**Task item:**
Output all the records word for word. Drop the pictures.

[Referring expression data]

....

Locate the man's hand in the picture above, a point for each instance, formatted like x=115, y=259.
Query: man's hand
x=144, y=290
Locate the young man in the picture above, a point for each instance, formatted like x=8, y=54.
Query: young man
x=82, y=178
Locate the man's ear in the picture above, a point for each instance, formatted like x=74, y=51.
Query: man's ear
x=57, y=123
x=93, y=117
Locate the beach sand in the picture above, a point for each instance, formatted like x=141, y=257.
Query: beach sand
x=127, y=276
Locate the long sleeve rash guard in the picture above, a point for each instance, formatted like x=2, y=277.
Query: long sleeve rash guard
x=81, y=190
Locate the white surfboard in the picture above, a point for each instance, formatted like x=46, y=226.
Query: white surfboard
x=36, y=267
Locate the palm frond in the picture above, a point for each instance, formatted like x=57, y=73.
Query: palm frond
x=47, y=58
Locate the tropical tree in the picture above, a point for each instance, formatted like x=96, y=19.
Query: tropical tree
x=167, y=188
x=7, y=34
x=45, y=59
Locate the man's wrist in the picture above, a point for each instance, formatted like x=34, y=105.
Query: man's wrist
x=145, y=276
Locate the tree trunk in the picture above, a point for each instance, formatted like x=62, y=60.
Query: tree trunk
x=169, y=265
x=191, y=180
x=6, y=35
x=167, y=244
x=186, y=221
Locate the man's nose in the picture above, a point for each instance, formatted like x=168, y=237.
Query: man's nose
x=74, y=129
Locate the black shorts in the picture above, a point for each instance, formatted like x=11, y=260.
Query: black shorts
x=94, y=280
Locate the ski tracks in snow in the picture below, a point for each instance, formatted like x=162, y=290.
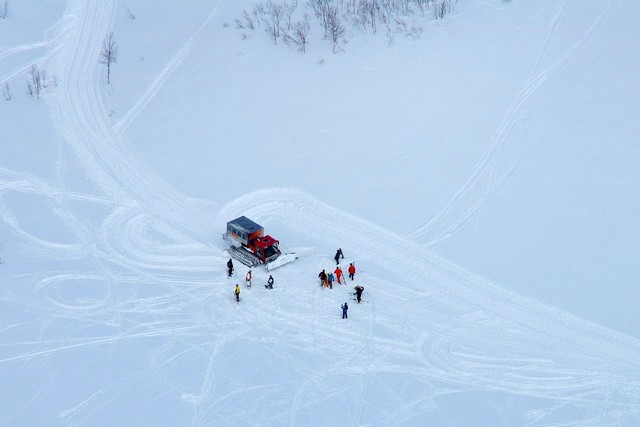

....

**Result for this task:**
Locate the man's hand in the picture above, a point for each instance, formatted like x=115, y=259.
Query: man's hand
x=144, y=290
Locate the young man in the picture above, a point for each instance, formatted like x=8, y=54.
Query: young man
x=82, y=178
Locate the man's ear in the picture above, a point for each instance, formatted like x=74, y=51.
Query: man's ear
x=57, y=123
x=93, y=117
Locate the beach sand in the picture above, a point for each instance, formatted like x=141, y=257.
Query: beach sand
x=127, y=276
Locate the long sleeve rash guard in the picture above, a point for each instance, formatted like x=2, y=277.
Query: long sleeve rash guard
x=81, y=190
Locate the white surfboard in the picture above, a point for each instance, formatted like x=46, y=226.
Query: white surfboard
x=36, y=267
Locate the palm frond in the picture above, a point for each instance, formatted like x=57, y=73.
Query: palm frond
x=47, y=58
Locate the tropical tree in the picture above, a point for each instance, formatted like x=96, y=19.
Query: tropical tree
x=167, y=188
x=7, y=34
x=45, y=59
Locate the man's wrist in the picture above, a point for each instance, formatted like x=34, y=105.
Query: man's wrist
x=145, y=276
Locate the tree trunk in the picture above, a point for each instance, formatted like x=62, y=60.
Query: tree trunk
x=169, y=265
x=191, y=180
x=6, y=35
x=167, y=244
x=186, y=221
Locate the man's nose in the picture above, a point for each instance, formatted like x=168, y=237.
Query: man's nose
x=74, y=129
Locate the black shorts in the picture above, a point for each instance, formatted like x=11, y=260.
Query: black shorts
x=94, y=280
Locate the ski tracks in snow in the picture below, a point for each instance, formatted like x=162, y=290.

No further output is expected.